-- Document extract start --

A key challenge in the Tap2Drum task is timbre leakage: while the generated stem should exhibit close adherence to the rhythm prompt, its timbre should be independent of the rhythm prompt. To address this, we use non-negative matrix factorizaion (NMF) to obtain our rhythm features. NMF decomposes a magnitude spectrogram $`S`$ of a rhythm prompt into a product of matrices, $`S=WH.`$ The basis matrix $`W`$ encodes timbre information, and the activation matrix $`H`$ encodes timing information. In particular, the indices of the rows of $`W`$ and the columns of $`H`$ correspond to different timbre classes. To obtain our rhythm features, we ignore the matrix $`W,`$ leaving us with a matrix $`H`$ of the activation times of each timbre class. Hence, the rhythm-feature representation is MIDI-like: for a beatboxing track, it would contain the onset times and timbre-class indices of each note, but no information about the underlying vocal timbre. Crucially, we sort the timbre classes in decreasing order of total component energy, roughly corresponding to kick, snare, and hi-hat for the first three classes. This way, the model can identify the timbre classes without knowing the timbre information matrix $`W.`$

Fine-Tuning

Our base model, STAGE, is a MusicGen-Small model fine-tuned for generating drum stems conditioned on a drumless mix. During training, the authors prepended the input with the audio tokens of the drumless mix, followed by a delimiter token. Therefore, at inference time, the drum stem generation is framed as a continuation task, with the input mix as the prompt. The authors found this prefix-based conditioning method to be superior to cross-attention in their work . We retain this mechanism for conditioning on the drumless mix, using a different approach to augment STAGE with fine-grained rhythm control.

During fine-tuning, we freeze approximately $`80\%`$ of the parameters of STAGE. First, we freeze the text encoder and audio token embedding modules. Then, we utilize two fine-tuning strategies proposed in : jump fine-tuning and adaptive in-attention. Under jump fine-tuning, only the first self-attention layer in each decoder block is fine-tuned, while the remaining three layers are frozen. In adaptive in-attention, the conditioning signal is reintroduced at the first layer of each block; this mechanism is applied to the first 75% of the blocks. For example, for a decoder with 48 self-attention layers, we would have 12 self-attention blocks. All layers except $`0,4,8,12,\ldots,44`$ would be frozen, and the rhythm condition would be reapplied at layers $`4,8,12,\ldots,32.`$

For our dataset, we use FMA Small, extracting drum stems using Demucs . We perform data augmentation on both the musical context and rhythm prompt, including tempo and pitch shifting, Guassian noise, and band-pass filtering, each applied independently with probability $`0.25`$. Any augmentation applied to the drumless mix is also applied the ground-truth drum stem during training to encourage consistency between the stem and the mix. We train on random 10-30 second chunks of audio, using log-uniform sampling to favor shorter lengths. This yields an average input length of $`18.2`$ seconds, corresponding to an expected duration of about 6 hours for the entire training set. Training was performed on an A100 GPU for 7 epochs with a batch size of 4, spanning 2 hours.

-- Document extract end --

**Things to do:**
1 – Answer these questions from the Tap2Drum passage:
(a) What information does the activation matrix H encode?
(b) About what share of STAGE's parameters is frozen during fine-tuning?
(c) Which dataset is used for training?
2 – Translate this sentence from the Tap2Drum passage into Spanish: "Training was performed on an A100 GPU for 7 epochs with a batch size of 4, spanning 2 hours."
3 – Please reproduce the section of the Tap2Drum passage starting at "For our dataset, we" and ending at "spanning 2 hours.".

-- Data extract start --

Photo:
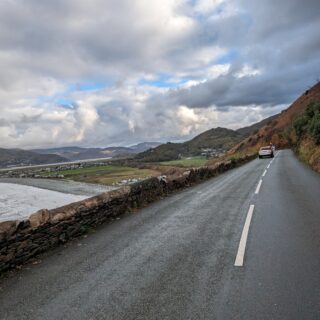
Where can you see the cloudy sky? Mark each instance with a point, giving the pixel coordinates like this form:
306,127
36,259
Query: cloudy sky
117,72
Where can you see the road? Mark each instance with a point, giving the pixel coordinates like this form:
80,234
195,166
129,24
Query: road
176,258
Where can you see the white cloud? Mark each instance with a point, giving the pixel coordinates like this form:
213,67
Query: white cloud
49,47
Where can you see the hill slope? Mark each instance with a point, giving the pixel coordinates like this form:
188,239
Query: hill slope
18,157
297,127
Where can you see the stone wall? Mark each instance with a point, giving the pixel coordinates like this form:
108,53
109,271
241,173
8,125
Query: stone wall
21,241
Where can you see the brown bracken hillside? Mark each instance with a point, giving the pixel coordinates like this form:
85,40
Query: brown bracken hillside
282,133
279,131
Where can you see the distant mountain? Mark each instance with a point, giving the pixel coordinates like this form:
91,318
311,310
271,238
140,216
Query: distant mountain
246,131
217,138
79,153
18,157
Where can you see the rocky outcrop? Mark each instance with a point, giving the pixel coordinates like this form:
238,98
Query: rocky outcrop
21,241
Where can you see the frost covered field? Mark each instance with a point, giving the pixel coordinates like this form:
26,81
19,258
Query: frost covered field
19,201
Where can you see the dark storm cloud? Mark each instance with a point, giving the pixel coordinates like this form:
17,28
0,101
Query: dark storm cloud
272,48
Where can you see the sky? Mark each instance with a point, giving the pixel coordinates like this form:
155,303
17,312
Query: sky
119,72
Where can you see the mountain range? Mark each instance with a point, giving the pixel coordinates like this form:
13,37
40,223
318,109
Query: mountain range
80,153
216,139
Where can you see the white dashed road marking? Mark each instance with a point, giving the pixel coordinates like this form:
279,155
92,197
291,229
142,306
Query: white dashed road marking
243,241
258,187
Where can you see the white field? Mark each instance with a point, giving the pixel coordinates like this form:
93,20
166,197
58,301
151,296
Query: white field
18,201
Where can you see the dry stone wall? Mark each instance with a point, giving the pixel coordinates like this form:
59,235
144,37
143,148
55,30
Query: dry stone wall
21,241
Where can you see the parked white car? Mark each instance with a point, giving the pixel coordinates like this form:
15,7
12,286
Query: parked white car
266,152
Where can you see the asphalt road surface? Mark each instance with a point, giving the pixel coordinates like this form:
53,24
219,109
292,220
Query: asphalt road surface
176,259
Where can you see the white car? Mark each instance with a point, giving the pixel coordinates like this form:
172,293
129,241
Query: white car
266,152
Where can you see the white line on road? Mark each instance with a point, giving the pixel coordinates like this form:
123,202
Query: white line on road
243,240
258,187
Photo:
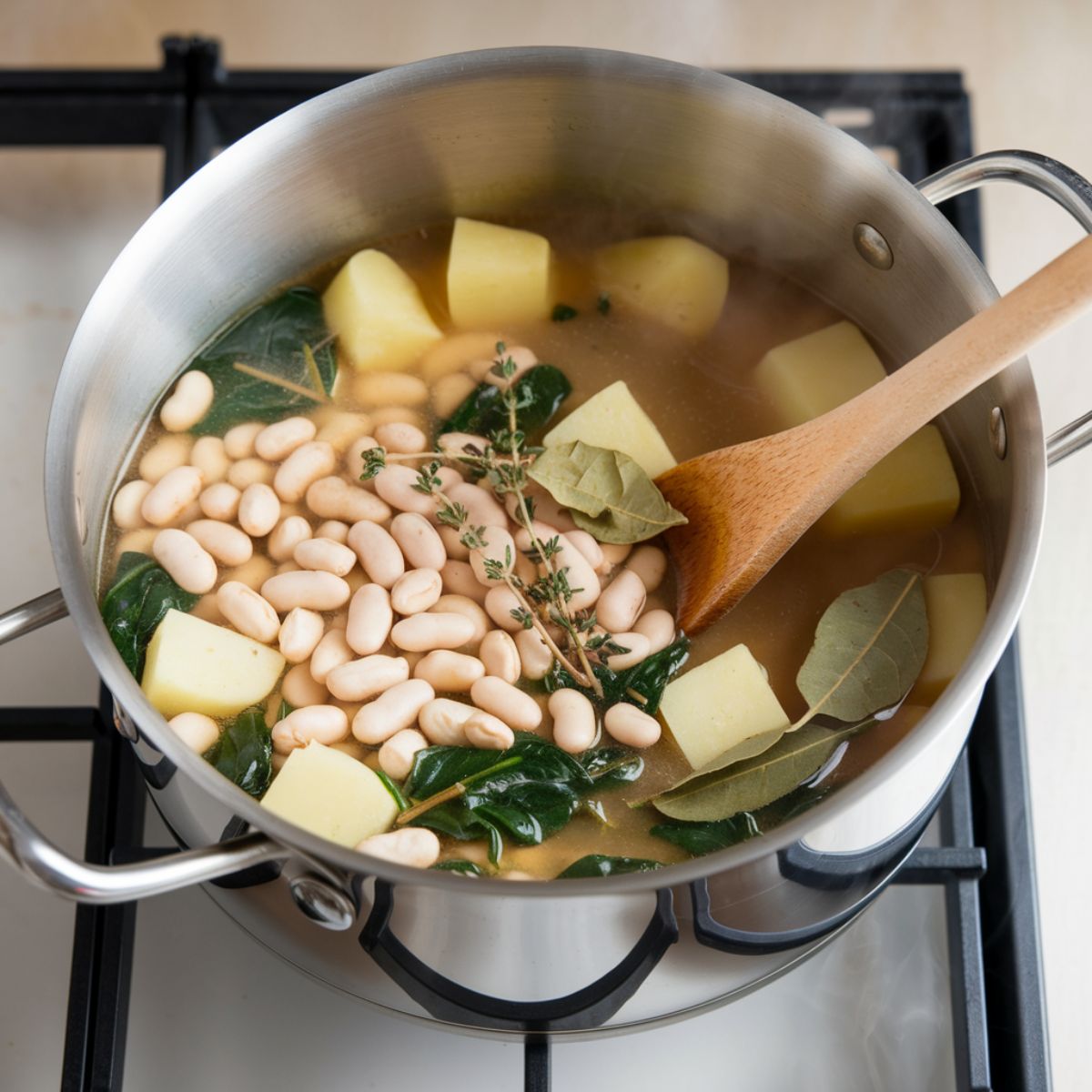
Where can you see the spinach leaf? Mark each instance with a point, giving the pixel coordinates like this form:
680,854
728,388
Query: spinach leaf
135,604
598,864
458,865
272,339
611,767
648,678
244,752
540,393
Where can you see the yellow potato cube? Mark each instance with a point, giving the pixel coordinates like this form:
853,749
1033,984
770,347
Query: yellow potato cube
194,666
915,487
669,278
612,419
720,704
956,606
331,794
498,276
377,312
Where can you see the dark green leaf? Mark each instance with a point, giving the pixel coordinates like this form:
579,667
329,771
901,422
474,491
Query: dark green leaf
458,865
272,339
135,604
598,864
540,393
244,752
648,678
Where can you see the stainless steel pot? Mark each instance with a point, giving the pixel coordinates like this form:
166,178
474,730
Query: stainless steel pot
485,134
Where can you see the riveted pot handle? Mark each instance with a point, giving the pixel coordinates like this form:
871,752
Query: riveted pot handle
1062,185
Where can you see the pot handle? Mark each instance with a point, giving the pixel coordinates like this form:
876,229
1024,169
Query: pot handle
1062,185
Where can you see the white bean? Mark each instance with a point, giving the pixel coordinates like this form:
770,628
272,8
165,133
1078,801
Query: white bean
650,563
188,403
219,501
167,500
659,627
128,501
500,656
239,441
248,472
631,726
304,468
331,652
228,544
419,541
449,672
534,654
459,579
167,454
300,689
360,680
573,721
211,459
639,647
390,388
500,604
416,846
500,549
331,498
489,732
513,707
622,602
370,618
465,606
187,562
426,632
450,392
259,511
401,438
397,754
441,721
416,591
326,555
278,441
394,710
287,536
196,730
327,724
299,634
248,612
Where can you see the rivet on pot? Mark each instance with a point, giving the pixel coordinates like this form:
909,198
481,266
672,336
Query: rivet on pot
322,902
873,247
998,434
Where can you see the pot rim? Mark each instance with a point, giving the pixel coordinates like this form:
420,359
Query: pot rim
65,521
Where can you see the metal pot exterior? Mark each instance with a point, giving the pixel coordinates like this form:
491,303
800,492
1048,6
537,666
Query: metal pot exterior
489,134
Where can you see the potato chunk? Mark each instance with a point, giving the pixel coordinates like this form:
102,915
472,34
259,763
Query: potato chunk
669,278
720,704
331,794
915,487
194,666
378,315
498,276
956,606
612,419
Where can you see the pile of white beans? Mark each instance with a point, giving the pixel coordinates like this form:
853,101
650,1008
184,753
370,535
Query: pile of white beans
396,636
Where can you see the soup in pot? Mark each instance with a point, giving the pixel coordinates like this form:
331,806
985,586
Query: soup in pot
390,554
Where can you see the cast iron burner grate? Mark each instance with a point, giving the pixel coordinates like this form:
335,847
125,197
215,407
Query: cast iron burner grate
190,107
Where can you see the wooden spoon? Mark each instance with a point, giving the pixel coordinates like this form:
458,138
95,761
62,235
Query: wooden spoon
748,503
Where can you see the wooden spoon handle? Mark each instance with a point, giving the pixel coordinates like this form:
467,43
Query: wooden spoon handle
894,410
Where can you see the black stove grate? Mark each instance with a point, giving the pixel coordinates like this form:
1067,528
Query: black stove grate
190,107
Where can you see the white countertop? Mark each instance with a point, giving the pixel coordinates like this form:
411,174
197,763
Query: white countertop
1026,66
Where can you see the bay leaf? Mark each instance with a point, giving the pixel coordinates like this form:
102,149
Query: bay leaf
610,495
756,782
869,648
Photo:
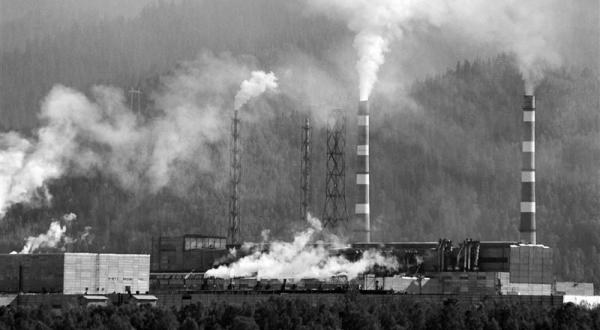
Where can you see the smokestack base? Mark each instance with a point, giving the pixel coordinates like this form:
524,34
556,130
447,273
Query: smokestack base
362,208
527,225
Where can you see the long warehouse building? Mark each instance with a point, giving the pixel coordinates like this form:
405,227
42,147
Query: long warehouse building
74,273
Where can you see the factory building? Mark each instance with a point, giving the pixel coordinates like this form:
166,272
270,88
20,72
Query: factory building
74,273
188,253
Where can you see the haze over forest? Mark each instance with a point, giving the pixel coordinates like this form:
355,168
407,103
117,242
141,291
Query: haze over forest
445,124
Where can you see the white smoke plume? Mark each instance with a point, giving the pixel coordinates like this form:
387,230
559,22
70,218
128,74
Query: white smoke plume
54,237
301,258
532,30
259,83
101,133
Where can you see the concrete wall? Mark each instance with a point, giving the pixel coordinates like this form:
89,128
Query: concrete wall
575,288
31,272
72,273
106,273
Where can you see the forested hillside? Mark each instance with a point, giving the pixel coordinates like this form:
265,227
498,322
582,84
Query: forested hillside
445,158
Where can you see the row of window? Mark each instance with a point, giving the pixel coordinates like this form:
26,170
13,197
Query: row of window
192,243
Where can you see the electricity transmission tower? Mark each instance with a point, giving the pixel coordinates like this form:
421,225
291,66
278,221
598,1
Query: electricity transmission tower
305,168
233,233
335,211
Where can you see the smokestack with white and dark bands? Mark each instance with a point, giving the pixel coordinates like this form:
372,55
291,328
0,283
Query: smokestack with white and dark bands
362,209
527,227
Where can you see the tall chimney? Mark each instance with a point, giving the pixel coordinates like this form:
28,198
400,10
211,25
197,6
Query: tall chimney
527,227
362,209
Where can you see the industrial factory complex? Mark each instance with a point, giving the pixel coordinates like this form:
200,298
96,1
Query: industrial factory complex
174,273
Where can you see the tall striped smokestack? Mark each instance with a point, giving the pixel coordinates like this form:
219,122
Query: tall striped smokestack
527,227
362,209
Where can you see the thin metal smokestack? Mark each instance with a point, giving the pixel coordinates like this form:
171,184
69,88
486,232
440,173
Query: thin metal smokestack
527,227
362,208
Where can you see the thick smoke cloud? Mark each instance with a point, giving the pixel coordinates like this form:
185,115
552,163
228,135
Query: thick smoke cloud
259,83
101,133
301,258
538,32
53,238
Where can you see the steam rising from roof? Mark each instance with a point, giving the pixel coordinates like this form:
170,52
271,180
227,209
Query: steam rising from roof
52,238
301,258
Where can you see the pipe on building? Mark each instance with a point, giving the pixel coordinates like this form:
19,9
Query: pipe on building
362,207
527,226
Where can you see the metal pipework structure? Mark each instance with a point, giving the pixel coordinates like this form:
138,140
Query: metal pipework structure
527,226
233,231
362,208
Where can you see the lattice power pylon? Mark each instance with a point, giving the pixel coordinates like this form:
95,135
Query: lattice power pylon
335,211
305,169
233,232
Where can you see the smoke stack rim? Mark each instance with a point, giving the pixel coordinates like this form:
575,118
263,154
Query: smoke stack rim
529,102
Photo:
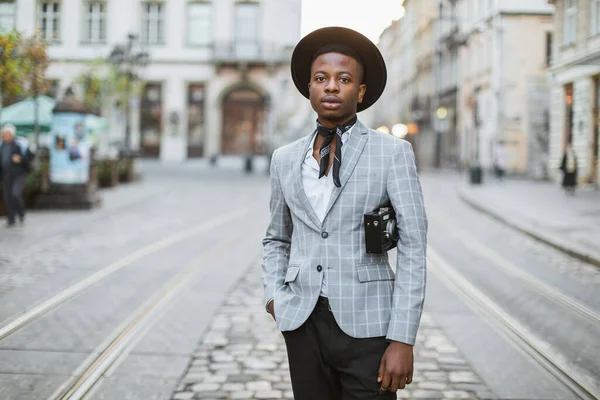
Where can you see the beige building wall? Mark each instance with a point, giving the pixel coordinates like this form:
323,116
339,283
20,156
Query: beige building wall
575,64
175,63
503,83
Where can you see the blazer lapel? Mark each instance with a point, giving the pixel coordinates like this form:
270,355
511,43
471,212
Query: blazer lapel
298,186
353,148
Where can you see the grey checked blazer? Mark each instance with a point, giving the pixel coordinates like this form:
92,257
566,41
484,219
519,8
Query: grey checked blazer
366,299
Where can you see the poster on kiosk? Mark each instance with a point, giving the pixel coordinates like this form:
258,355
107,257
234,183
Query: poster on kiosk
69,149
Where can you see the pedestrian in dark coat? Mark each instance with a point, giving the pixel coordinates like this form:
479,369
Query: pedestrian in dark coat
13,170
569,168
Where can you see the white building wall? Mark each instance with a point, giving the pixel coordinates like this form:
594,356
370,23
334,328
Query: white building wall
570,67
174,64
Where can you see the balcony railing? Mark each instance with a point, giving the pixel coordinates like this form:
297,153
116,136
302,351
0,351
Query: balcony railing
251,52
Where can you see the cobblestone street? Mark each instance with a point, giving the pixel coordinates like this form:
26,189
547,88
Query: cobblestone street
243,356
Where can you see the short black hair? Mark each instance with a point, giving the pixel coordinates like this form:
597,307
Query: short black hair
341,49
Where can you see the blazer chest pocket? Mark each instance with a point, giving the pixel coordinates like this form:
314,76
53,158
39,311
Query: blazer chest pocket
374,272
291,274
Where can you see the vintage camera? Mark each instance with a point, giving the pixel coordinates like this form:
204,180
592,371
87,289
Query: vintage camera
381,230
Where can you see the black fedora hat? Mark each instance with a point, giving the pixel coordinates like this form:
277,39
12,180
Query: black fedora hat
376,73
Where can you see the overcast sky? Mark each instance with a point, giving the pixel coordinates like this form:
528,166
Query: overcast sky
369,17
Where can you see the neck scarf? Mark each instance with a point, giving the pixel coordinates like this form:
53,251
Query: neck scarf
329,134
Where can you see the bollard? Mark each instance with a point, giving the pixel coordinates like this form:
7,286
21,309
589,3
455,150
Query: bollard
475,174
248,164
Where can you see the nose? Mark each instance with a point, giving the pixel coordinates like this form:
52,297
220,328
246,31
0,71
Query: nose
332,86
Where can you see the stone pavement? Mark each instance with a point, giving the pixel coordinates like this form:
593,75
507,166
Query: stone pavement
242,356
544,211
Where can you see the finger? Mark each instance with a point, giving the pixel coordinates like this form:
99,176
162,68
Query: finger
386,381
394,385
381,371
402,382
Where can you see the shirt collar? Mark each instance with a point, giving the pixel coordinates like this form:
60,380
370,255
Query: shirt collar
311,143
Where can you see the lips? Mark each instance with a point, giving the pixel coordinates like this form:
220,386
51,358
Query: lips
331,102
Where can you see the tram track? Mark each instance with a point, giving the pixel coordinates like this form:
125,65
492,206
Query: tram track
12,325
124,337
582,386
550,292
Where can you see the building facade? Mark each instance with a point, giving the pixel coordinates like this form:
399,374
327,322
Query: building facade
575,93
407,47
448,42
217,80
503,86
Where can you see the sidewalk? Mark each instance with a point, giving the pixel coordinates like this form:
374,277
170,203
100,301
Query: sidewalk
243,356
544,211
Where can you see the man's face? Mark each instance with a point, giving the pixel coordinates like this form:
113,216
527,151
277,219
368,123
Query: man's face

-- Data extract end --

**Final results:**
1 –
(a) Timing information.
(b) Approximately 80%.
(c) FMA Small.

2 – El entrenamiento se realizó en una GPU A100 durante 7 épocas con un tamaño de lote de 4, a lo largo de 2 horas.

3 –
For our dataset, we use FMA Small, extracting drum stems using Demucs . We perform data augmentation on both the musical context and rhythm prompt, including tempo and pitch shifting, Guassian noise, and band-pass filtering, each applied independently with probability $`0.25`$. Any augmentation applied to the drumless mix is also applied the ground-truth drum stem during training to encourage consistency between the stem and the mix. We train on random 10-30 second chunks of audio, using log-uniform sampling to favor shorter lengths. This yields an average input length of $`18.2`$ seconds, corresponding to an expected duration of about 6 hours for the entire training set. Training was performed on an A100 GPU for 7 epochs with a batch size of 4, spanning 2 hours.